Work item
Every line below that mentions the word "gavel" should be copied out.

Input material
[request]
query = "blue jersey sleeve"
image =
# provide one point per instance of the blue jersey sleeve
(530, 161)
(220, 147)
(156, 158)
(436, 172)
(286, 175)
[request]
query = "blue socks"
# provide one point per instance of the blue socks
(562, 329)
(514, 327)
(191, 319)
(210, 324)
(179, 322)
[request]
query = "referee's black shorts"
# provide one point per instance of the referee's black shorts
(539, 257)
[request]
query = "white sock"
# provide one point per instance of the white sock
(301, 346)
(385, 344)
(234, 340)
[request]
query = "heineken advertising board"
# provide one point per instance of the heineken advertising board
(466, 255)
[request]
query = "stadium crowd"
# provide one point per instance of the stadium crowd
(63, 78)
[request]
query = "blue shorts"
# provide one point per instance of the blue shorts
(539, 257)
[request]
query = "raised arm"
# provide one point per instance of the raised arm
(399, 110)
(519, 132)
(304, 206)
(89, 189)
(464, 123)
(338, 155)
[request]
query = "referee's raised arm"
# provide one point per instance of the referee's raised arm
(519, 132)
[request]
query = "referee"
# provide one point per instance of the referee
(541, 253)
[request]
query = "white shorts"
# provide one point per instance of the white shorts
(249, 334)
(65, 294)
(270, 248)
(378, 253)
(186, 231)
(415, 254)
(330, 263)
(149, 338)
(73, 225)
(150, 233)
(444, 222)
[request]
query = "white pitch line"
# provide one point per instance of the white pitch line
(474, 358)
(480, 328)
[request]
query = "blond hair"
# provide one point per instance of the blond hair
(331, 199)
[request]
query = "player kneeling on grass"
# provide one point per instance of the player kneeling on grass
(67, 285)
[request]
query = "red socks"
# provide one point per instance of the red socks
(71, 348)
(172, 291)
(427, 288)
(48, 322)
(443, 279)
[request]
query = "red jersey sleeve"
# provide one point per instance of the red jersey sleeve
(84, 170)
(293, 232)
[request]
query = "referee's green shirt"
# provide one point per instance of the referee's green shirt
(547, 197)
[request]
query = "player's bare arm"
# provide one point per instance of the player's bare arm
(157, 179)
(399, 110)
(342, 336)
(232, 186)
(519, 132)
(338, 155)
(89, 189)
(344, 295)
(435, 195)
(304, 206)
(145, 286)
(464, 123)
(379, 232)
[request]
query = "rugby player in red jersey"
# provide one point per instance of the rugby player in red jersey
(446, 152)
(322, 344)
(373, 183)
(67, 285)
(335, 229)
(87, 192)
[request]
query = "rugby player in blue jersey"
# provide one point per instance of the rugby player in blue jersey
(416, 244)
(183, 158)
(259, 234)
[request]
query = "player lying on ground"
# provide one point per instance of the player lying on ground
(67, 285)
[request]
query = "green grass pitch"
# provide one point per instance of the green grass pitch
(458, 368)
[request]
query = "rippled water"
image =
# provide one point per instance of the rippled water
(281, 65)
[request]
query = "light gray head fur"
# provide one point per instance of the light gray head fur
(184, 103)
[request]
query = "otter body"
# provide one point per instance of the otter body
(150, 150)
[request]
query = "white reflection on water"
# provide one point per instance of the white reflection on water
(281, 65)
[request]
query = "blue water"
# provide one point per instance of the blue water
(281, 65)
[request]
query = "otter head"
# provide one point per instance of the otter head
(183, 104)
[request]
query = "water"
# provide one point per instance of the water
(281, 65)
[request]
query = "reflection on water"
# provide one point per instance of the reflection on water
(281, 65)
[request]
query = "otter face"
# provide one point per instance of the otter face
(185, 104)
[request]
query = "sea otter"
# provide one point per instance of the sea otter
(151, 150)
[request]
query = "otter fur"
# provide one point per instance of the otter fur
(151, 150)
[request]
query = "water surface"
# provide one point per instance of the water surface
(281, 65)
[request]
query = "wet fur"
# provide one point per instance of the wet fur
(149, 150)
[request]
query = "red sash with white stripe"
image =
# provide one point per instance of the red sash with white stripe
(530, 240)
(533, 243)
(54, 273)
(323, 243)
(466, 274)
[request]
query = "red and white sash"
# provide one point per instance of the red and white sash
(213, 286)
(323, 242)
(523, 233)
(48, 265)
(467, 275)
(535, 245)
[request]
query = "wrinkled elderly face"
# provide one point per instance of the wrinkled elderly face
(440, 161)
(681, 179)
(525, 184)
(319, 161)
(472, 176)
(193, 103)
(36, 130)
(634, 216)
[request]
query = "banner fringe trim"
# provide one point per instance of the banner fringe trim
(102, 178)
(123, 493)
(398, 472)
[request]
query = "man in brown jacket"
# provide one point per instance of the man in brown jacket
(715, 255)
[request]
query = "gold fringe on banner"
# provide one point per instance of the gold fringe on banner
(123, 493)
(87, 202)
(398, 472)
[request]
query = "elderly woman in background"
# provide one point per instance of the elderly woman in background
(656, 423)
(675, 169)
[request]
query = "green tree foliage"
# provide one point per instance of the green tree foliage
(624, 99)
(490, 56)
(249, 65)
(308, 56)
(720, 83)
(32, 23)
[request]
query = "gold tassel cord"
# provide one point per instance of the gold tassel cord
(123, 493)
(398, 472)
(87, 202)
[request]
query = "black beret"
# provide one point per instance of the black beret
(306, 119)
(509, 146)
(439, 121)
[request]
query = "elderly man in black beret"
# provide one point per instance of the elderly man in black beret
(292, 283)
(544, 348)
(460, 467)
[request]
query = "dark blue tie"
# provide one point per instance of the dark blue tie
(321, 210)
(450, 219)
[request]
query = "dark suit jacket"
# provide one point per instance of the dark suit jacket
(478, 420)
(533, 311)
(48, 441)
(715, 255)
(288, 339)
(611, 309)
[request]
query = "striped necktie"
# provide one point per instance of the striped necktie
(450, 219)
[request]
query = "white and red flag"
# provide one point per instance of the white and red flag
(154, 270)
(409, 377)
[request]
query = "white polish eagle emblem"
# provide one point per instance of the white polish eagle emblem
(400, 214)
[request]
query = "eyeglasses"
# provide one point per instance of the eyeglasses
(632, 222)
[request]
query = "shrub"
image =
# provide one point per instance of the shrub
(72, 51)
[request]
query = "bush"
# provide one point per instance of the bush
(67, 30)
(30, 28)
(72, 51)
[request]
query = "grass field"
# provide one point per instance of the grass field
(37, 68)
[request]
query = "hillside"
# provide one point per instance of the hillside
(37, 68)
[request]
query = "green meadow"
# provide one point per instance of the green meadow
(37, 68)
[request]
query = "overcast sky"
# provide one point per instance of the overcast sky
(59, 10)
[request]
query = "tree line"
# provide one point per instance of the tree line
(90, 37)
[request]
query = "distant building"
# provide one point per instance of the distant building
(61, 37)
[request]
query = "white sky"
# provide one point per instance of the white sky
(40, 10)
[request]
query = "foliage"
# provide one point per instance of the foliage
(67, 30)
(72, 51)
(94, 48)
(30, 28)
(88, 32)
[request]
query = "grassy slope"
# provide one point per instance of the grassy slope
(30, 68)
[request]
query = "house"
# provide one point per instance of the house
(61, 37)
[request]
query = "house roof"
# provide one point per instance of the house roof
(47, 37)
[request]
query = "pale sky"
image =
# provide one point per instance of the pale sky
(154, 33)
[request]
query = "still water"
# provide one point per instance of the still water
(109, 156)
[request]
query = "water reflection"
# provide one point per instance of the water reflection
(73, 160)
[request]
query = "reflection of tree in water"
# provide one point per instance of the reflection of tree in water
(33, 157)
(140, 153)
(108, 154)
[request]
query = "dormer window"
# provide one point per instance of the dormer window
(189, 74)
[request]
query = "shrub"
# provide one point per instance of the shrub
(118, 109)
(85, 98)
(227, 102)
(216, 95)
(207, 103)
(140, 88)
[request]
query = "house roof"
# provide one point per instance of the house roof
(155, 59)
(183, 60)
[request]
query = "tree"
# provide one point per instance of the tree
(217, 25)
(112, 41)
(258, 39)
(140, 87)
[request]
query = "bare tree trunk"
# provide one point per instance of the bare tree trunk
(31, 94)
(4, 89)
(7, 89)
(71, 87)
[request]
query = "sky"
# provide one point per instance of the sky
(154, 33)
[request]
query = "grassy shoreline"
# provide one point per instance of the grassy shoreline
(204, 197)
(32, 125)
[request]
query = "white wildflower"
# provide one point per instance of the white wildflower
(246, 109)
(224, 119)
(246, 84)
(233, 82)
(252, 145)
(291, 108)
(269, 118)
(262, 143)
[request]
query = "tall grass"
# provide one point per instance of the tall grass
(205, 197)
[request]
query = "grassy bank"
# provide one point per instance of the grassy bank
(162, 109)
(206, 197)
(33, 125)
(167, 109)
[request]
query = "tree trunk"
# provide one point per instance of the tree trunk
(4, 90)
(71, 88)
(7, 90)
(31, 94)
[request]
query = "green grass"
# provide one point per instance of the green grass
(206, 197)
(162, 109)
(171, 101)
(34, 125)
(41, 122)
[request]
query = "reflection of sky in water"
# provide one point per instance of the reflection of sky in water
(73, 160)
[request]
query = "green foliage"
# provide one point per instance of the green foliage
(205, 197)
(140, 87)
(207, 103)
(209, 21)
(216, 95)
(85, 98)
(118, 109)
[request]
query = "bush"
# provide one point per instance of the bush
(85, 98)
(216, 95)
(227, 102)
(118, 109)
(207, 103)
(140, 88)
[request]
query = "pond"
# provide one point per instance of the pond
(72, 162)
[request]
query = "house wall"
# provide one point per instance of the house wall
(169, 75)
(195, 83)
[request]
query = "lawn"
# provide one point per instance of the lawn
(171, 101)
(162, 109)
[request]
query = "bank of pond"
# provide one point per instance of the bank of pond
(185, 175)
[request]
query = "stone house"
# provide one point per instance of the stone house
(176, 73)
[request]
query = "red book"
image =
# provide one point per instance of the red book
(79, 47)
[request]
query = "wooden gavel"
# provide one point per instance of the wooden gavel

Result of the task
query = "wooden gavel"
# provide one point per instance of the wooden gavel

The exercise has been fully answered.